Copy verbatim the block of lines in the entries below whose first line contains "Expected behaviour: for each instance of the large" and whose last line contains "Expected behaviour: for each instance of the white". Leave out all other lines.
Start of DATA FOR THE TASK
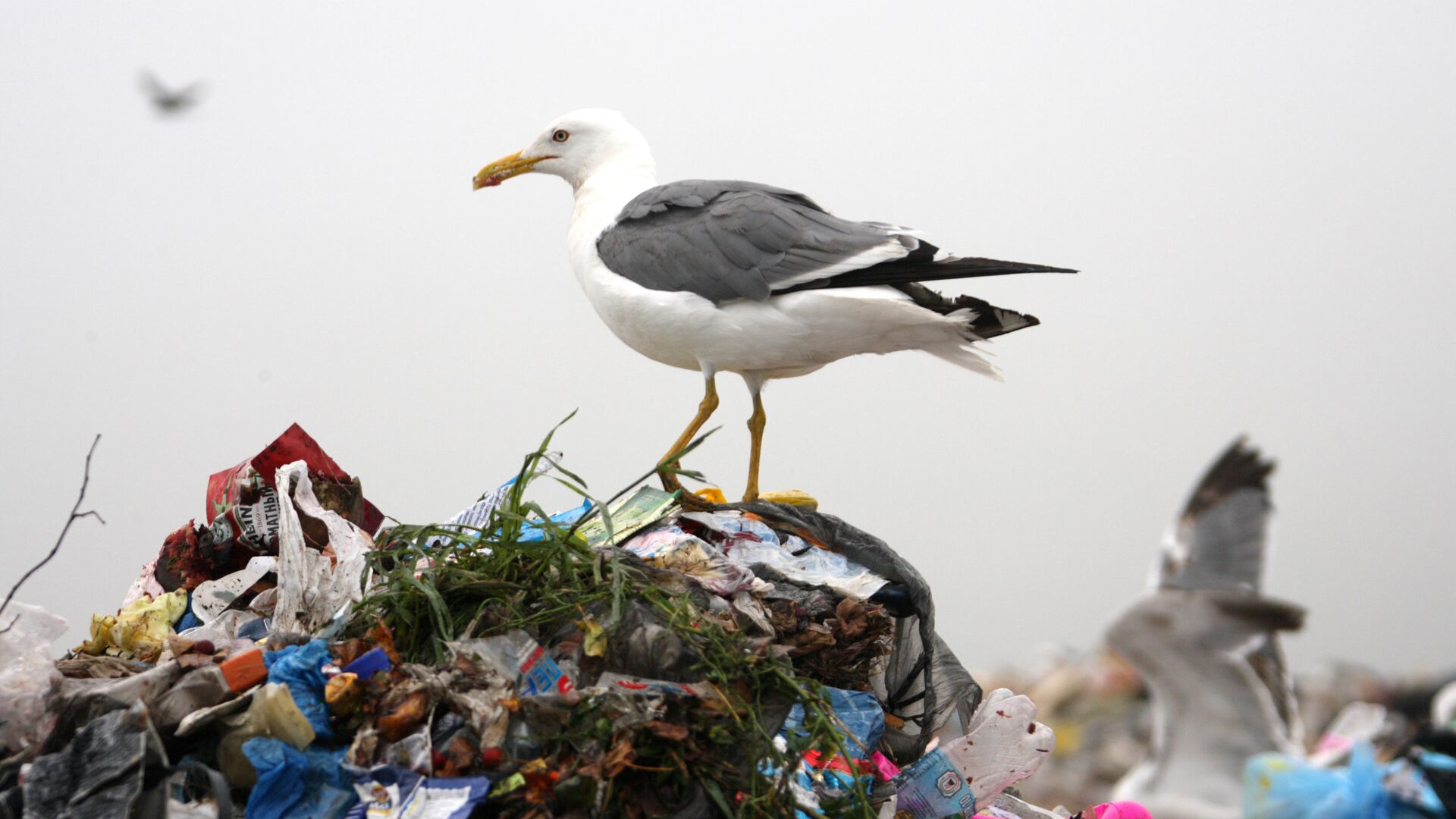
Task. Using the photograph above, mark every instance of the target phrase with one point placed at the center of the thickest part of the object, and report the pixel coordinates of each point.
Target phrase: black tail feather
(989, 322)
(921, 265)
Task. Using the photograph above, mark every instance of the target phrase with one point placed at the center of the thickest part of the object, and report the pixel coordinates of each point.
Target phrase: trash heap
(645, 656)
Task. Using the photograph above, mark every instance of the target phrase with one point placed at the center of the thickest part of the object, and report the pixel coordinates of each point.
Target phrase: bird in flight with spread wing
(740, 278)
(1206, 640)
(169, 101)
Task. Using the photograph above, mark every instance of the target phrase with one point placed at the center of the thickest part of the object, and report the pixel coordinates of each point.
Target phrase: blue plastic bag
(296, 784)
(1282, 787)
(300, 668)
(859, 711)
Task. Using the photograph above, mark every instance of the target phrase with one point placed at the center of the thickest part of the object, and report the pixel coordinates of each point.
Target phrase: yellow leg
(756, 444)
(705, 410)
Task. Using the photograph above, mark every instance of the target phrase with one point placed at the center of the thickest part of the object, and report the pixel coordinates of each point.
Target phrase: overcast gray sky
(1261, 197)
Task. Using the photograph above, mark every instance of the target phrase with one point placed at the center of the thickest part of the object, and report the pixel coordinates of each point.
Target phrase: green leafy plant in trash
(446, 582)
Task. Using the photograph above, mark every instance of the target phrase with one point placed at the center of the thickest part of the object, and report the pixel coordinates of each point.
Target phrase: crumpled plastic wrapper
(139, 632)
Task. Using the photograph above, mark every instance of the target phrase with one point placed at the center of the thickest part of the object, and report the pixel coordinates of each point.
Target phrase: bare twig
(76, 515)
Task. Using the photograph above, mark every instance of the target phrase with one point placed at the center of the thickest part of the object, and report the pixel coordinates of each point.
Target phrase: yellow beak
(504, 168)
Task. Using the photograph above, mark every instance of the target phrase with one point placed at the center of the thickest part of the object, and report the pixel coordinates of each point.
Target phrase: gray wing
(1219, 541)
(727, 240)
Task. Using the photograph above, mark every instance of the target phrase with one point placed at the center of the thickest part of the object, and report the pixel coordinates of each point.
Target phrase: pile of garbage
(647, 656)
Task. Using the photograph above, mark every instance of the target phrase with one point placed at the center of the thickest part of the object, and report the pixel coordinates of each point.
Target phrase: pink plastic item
(1122, 811)
(884, 768)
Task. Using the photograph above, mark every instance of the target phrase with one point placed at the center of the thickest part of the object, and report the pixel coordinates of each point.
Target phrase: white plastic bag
(27, 673)
(312, 586)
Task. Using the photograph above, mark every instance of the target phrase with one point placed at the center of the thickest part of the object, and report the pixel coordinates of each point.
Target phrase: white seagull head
(576, 148)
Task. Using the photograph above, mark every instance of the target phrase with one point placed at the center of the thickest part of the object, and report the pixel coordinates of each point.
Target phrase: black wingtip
(1241, 466)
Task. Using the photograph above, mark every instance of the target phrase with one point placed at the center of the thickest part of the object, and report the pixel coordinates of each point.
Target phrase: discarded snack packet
(519, 656)
(661, 687)
(932, 787)
(224, 488)
(253, 526)
(628, 516)
(389, 792)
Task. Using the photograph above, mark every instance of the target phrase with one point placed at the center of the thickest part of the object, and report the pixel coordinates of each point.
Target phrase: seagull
(169, 101)
(1206, 642)
(740, 278)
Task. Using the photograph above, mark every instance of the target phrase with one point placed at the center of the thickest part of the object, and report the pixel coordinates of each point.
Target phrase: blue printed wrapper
(932, 787)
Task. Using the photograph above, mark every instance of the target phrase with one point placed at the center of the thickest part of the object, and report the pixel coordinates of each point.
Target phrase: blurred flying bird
(169, 101)
(721, 276)
(1206, 642)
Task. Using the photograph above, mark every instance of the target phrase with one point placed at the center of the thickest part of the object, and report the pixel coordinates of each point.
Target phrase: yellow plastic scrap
(101, 635)
(711, 494)
(792, 497)
(596, 642)
(139, 632)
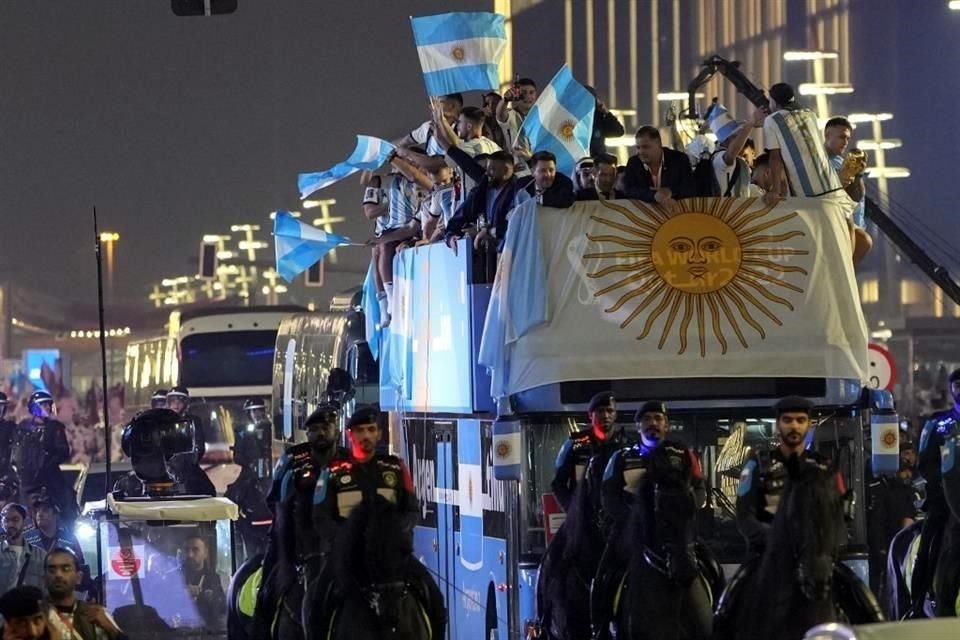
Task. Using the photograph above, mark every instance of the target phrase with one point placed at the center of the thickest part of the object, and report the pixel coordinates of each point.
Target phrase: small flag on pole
(561, 121)
(460, 51)
(370, 153)
(300, 246)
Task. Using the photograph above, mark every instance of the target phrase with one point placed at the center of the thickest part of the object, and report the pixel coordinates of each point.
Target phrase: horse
(664, 594)
(792, 589)
(943, 600)
(567, 569)
(380, 590)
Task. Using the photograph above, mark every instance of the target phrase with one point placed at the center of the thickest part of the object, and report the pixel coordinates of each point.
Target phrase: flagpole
(103, 356)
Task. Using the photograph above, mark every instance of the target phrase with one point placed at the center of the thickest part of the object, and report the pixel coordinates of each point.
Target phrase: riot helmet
(157, 441)
(178, 398)
(41, 404)
(159, 399)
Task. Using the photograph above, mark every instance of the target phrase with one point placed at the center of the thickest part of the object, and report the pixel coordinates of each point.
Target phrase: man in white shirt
(511, 111)
(793, 140)
(730, 170)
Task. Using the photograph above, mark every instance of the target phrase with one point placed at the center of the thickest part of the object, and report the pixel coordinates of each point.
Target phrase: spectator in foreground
(25, 615)
(657, 174)
(67, 614)
(21, 563)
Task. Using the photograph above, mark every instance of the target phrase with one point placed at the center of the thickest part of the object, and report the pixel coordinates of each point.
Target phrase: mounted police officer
(9, 484)
(293, 546)
(39, 448)
(575, 455)
(935, 431)
(631, 474)
(360, 476)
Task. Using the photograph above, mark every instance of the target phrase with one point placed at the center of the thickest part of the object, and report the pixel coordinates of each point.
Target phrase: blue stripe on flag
(449, 27)
(458, 79)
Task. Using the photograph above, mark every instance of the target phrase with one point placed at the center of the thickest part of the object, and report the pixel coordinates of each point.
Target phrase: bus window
(227, 359)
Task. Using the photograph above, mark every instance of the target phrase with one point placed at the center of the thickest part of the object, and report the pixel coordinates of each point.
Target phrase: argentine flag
(300, 246)
(370, 153)
(561, 121)
(460, 51)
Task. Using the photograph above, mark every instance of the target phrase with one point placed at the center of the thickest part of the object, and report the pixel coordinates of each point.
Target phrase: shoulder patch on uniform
(746, 478)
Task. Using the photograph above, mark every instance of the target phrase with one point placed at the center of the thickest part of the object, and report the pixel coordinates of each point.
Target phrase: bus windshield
(227, 359)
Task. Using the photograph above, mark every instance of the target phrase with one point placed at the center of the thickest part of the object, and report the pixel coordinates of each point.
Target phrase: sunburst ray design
(717, 267)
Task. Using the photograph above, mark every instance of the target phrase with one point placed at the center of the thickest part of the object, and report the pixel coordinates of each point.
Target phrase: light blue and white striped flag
(460, 51)
(300, 246)
(561, 121)
(370, 153)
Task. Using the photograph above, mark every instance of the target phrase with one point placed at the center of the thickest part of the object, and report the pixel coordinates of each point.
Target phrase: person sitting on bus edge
(629, 475)
(292, 540)
(762, 482)
(656, 173)
(24, 614)
(935, 506)
(159, 399)
(69, 615)
(359, 477)
(39, 448)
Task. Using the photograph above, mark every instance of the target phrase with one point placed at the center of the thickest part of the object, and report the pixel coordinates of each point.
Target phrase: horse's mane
(372, 543)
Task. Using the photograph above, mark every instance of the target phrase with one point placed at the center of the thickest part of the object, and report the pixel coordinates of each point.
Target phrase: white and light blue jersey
(796, 134)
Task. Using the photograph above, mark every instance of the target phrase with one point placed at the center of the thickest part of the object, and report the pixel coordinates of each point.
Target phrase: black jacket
(676, 175)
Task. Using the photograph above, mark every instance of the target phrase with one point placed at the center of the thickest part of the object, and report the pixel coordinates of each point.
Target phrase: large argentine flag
(300, 246)
(459, 51)
(370, 153)
(562, 120)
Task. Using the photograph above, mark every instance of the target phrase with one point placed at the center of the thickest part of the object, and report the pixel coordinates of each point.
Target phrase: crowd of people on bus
(461, 172)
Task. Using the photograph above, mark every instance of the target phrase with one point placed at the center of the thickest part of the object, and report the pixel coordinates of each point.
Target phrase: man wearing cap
(936, 430)
(630, 474)
(293, 544)
(360, 476)
(731, 172)
(25, 615)
(21, 563)
(793, 140)
(581, 446)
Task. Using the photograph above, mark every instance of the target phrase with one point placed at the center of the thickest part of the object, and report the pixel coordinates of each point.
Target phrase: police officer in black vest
(602, 439)
(292, 551)
(39, 448)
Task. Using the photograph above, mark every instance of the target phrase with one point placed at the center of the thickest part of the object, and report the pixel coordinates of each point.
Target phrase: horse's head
(810, 524)
(370, 558)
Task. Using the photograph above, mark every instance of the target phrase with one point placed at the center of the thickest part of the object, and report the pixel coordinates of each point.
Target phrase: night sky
(176, 127)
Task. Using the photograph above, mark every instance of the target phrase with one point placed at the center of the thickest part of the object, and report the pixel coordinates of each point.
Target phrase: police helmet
(153, 439)
(178, 392)
(324, 414)
(38, 398)
(253, 403)
(650, 406)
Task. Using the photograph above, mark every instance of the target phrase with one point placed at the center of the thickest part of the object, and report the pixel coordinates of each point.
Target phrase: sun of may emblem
(720, 261)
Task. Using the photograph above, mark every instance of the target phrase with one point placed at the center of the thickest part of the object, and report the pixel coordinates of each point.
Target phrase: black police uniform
(631, 475)
(936, 430)
(38, 451)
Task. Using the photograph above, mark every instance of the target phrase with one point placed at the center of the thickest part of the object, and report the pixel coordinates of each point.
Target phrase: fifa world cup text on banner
(730, 284)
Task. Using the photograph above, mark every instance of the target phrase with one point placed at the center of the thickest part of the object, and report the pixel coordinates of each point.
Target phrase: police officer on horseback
(936, 430)
(580, 448)
(9, 485)
(629, 475)
(360, 476)
(292, 553)
(39, 448)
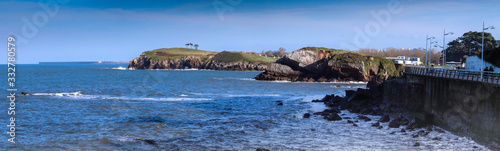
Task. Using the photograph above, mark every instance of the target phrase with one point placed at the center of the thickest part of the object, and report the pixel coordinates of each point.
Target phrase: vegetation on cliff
(233, 57)
(324, 64)
(492, 56)
(182, 58)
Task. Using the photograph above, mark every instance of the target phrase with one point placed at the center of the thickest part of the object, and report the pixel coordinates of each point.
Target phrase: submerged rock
(384, 119)
(334, 117)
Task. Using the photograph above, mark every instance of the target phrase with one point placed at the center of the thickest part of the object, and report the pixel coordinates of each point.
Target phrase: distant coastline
(85, 62)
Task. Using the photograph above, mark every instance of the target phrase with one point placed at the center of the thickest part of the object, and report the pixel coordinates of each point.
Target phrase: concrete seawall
(466, 108)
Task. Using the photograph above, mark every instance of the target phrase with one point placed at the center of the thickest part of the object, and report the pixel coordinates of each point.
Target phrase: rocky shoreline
(145, 62)
(318, 64)
(406, 121)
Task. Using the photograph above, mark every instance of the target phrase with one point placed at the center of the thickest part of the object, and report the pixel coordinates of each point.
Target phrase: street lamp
(444, 52)
(473, 42)
(430, 50)
(439, 46)
(427, 38)
(482, 48)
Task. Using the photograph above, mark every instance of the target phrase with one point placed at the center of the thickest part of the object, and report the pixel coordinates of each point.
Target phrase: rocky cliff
(213, 62)
(324, 65)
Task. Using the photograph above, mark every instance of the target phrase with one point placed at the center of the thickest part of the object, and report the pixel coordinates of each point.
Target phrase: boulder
(306, 115)
(395, 123)
(384, 119)
(334, 117)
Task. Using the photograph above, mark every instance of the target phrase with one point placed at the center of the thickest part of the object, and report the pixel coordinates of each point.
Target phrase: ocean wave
(250, 95)
(119, 68)
(60, 94)
(79, 95)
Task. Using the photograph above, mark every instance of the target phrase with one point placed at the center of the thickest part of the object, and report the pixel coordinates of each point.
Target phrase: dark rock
(362, 117)
(306, 115)
(349, 93)
(317, 101)
(332, 110)
(405, 122)
(439, 130)
(416, 144)
(395, 123)
(384, 119)
(334, 117)
(429, 127)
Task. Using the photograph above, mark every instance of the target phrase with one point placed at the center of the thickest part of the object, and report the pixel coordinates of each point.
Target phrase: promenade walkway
(461, 74)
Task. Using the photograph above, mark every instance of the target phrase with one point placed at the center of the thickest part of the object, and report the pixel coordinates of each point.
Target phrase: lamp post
(430, 50)
(482, 48)
(427, 38)
(444, 52)
(439, 46)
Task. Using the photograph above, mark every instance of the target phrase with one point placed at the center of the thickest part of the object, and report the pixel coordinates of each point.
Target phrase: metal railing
(488, 76)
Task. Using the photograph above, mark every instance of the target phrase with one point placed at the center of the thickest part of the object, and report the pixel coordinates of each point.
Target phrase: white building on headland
(406, 60)
(473, 63)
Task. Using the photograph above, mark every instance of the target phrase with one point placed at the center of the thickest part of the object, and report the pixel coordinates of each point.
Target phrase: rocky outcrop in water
(324, 65)
(145, 62)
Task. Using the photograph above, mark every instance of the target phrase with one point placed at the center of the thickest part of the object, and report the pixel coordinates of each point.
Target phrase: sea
(107, 107)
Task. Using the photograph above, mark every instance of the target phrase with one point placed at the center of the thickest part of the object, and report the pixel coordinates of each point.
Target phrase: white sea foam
(79, 95)
(60, 94)
(250, 95)
(120, 68)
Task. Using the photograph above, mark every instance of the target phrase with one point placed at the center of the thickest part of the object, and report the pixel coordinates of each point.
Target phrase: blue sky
(116, 30)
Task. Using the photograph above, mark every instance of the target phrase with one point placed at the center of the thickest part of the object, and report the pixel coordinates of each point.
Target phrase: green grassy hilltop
(177, 53)
(225, 56)
(232, 57)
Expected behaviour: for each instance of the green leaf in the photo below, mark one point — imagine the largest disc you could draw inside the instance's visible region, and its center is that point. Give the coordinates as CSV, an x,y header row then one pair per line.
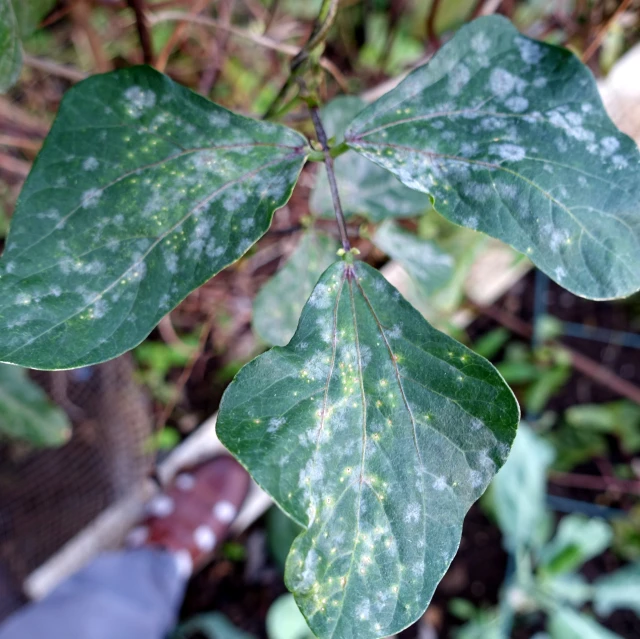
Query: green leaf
x,y
277,307
519,492
365,189
142,192
18,19
26,413
510,137
376,433
577,540
284,620
429,266
618,590
566,623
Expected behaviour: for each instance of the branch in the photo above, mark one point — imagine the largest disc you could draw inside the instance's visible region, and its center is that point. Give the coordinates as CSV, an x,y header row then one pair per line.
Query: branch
x,y
333,185
143,33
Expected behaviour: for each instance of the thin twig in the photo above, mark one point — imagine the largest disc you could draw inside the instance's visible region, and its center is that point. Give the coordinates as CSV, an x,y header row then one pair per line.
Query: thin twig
x,y
273,10
434,40
48,66
217,51
186,372
137,7
261,40
484,8
592,48
593,482
18,142
598,373
176,37
81,15
297,68
333,186
9,164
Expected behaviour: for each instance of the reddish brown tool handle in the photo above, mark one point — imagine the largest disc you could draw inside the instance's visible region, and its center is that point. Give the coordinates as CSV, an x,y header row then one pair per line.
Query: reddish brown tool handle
x,y
194,513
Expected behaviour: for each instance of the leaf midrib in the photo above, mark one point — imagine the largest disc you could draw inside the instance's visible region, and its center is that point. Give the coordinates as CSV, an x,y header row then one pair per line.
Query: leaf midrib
x,y
490,165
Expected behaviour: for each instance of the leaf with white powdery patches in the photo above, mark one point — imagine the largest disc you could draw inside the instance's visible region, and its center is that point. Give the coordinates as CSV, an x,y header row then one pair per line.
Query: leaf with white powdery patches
x,y
429,266
510,137
277,307
18,19
142,192
376,433
10,46
365,189
26,414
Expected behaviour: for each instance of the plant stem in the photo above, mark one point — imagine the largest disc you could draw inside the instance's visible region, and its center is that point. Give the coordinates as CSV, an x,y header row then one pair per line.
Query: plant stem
x,y
143,33
333,186
321,27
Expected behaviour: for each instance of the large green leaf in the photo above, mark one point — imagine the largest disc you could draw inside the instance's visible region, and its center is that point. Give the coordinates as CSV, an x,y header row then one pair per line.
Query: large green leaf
x,y
26,413
577,540
566,623
277,307
429,266
510,138
376,433
142,192
519,492
18,18
365,189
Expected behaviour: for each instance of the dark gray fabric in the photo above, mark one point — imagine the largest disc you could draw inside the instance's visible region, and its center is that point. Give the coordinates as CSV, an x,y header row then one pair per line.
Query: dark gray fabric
x,y
121,595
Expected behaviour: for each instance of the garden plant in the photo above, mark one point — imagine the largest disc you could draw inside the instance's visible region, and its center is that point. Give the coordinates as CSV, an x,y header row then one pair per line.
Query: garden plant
x,y
371,429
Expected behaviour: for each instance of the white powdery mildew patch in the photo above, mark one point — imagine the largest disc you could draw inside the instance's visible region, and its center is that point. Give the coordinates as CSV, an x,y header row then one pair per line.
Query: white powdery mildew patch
x,y
439,483
458,78
325,326
90,198
219,119
363,610
171,262
555,237
475,478
560,273
530,52
517,104
477,192
571,123
412,514
138,100
317,366
620,162
510,152
609,146
349,354
467,149
234,199
492,124
321,297
90,164
308,572
480,43
99,309
502,83
275,423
End of DATA FOR THE TASK
◆ **OUTPUT OF THE EXERCISE**:
Expected behaviour: for each instance of the large green leaf in the photo above, mark one point — imagine the largest disc you could draw inside the instance's visible region, and its center is that point. Give the coordinates as CSV, an x,y header row then one pair per line.
Query: large green leaf
x,y
26,413
577,540
566,623
277,307
429,266
510,138
376,433
142,192
519,492
18,18
365,189
Expected behaviour: for each instance of the dark gray fabric in the photo above, mark one point — imagine the largest disc you could draw inside the instance's visible region, and its center is that point. Give the coordinates as CSV, an x,y header row then one pair per line.
Query: dark gray fabric
x,y
121,595
Expected behaviour: for each instance of the garden plant in the photo above, mark one point — imagine the largest disc you could draw inside the instance's visible region, and its center is that point. Give the coordinates as CSV, an x,y header row then one pair per line.
Query: garden plant
x,y
371,429
Expected behaviour: for each instance of the white powdery mildew patch in the photo above, mark one point — imagine the largest disc you could draw inside the instance's visible region, and its center is that point. Give the coordinates as CSV, an x,y header row then one pair per line.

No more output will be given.